* [Source]
Bennett and Royle in their textbook, Introduction to Literature, Criticism and Theory, define ideology as representing “… ‘the imaginary relationship of individuals to their real conditions of existence’” (161). The ideology of self, of personal identity, is represented by a person’s perception of what is acceptable in their society. In Nathaniel Hawthorne’s short story, The Minister’s Black Veil, the minister appears before his community with a black veil covering his face. He gives no explanation for this apparel and the community becomes agitated that their minister refuses to remove it. The readers challenge is to discover why the minister wears the veil and why he won’t take it off. Hawthorne challenges the readers ideology of self with his choice of words, by showing how ideology is redefined by each subject, and by using as his form the technique of the parable. .

* [Prompt 1] Select every line of the listing below that contains the string "produce", matching case exactly.

* [Exercise input]
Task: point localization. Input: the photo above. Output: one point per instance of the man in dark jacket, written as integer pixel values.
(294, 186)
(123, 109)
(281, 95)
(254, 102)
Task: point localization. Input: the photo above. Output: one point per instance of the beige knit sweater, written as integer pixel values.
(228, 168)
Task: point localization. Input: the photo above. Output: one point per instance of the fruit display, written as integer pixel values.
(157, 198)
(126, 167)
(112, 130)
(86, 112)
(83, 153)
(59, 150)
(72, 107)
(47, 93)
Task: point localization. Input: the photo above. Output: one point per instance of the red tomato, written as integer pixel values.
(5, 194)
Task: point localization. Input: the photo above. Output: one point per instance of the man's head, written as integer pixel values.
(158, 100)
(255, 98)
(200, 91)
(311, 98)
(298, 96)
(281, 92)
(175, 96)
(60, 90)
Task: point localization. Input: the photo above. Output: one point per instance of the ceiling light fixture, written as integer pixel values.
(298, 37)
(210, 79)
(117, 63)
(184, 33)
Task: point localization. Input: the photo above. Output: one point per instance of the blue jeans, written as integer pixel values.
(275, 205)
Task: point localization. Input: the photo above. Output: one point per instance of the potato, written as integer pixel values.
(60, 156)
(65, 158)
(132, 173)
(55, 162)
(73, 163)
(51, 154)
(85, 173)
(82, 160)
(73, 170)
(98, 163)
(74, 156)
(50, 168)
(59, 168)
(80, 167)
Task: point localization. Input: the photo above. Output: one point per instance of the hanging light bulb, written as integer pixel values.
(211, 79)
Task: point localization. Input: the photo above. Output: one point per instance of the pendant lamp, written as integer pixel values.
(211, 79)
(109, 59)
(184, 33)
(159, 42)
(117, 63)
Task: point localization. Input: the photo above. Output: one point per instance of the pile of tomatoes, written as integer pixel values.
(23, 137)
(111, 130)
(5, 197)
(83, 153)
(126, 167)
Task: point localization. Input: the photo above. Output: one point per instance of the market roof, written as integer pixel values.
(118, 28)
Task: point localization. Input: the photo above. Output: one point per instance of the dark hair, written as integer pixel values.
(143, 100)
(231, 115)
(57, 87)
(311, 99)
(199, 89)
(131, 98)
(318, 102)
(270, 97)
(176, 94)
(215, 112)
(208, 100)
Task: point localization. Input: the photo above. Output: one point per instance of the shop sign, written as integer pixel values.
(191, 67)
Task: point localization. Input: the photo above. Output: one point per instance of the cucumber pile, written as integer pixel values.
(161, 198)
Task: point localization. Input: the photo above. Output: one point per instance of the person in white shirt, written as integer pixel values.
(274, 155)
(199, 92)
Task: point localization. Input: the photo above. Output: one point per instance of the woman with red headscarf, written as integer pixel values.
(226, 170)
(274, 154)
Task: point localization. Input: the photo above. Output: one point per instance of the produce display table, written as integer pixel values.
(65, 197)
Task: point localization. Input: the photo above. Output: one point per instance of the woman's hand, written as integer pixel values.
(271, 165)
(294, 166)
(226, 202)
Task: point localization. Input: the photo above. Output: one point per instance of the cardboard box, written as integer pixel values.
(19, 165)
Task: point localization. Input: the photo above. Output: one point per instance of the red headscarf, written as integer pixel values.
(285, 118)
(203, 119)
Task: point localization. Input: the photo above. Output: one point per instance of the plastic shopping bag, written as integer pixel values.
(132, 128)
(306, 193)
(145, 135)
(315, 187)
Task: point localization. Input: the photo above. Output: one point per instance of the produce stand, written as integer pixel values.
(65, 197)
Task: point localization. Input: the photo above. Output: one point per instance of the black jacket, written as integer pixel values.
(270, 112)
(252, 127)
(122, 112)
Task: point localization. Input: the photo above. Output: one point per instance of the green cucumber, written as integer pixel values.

==

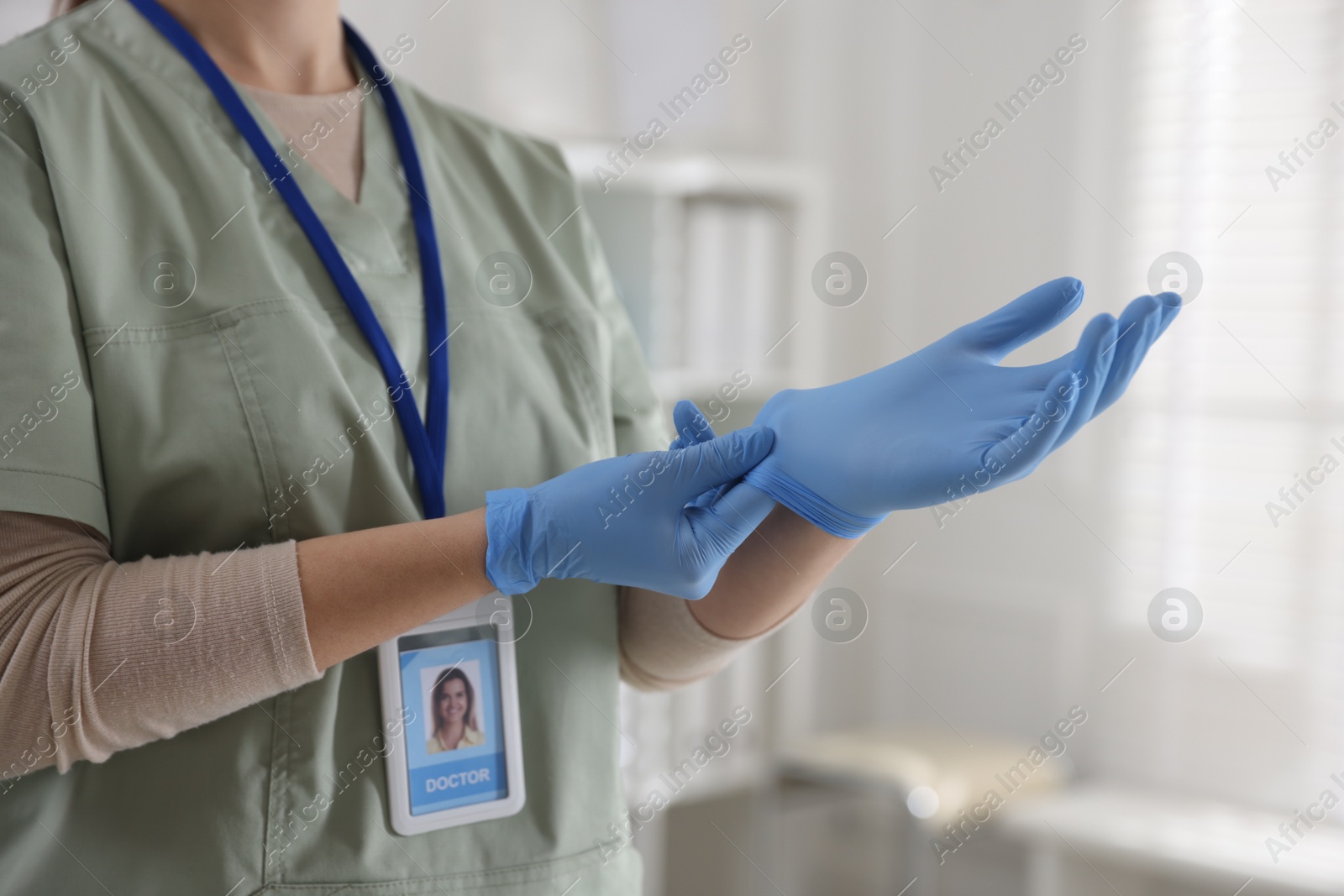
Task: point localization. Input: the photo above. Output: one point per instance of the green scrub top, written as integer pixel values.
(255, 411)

* [Prompt 2] According to the passage on The Minister's Black Veil, what are the means by which Hawthorne challenges the reader's ideology of self? List them all.

* [Full output 1]
Task: point localization. Input: the photo above. Output: one point per instance of the produce display table, written as integer pixel values.
Task: point localization. Input: the photo above. Output: one point per instance of the produce stand, written as integer pixel values.

* [Full output 2]
- His choice of words
- Showing how ideology is redefined by each subject
- Using the technique of the parable as his form